FINRA Files to Limit Non-Lawyers' Work on Arb Cases

FINRA building in Philadelphia

The Financial Industry Regulatory Authority wants to revise its Code of Arbitration Procedure for Customer Disputes to revise and restate lawyer qualifications.

FINRA has filed with the Securities and Exchange Commission to restate the qualifications for representatives in arbitrations and mediations in the forum administered by FINRA Dispute Resolution Services, or DRS.

The changes would:

disallow compensated representatives who are not attorneys from representing parties in the DRS forum;
codify that a student enrolled in a law school participating in a law school clinical program or its equivalent and practicing under the supervision of an attorney may represent investors in the DRS forum; and
clarify the circumstances in which any person, including attorneys, would be prohibited from representing parties in the DRS forum.

According to FINRA’s filing, the broker-dealer self-regulator currently permits parties to arbitrations and mediations in the DRS forum to represent themselves, to be represented by an attorney at law in good standing or to be represented by a non-attorney representative, or NAR.

## SOURCE DATA:
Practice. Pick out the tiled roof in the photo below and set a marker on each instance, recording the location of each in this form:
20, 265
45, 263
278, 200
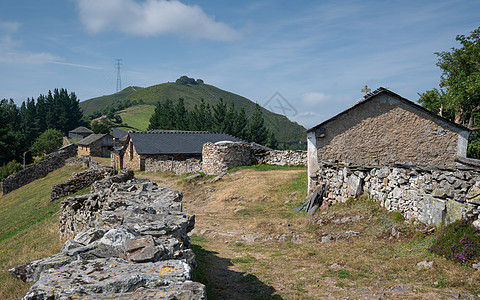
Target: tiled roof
90, 139
176, 142
81, 129
381, 91
119, 133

## REQUIRED ACTIONS:
- 1) In the article on FINRA's arbitration representative rules, what does the abbreviation DRS stand for?
- 2) Swap "Securities and Exchange Commission" for "SEC" in the article on FINRA's arbitration representative rules, between "The Financial Industry" and "Services, or DRS.", inclusive.
- 3) Proceed with the article on FINRA's arbitration representative rules from where it stops.

## RESPONSES:
- 1) FINRA Dispute Resolution Services

- 2)
The Financial Industry Regulatory Authority wants to revise its Code of Arbitration Procedure for Customer Disputes to revise and restate lawyer qualifications.

FINRA has filed with the SEC to restate the qualifications for representatives in arbitrations and mediations in the forum administered by FINRA Dispute Resolution Services, or DRS.

- 3)
Some NARs receive compensation in connection with their representation of parties.

“Compensated NARs receive monetary or non-monetary compensation in connection with the representation of parties — including, for example, advance fees, consulting fees, payments in kind, referral fees or fees pursuant to a contingent fee arrangement. Other NARs, often friends or relatives of a party, may assist parties with their cases without compensation,” FINRA states.

FINRA said that it has observed that “compensated NARs represent customers in a small percentage of the customer cases in the DRS forum — one percent — and that only a few compensated NARs regularly operate in the DRS forum today.”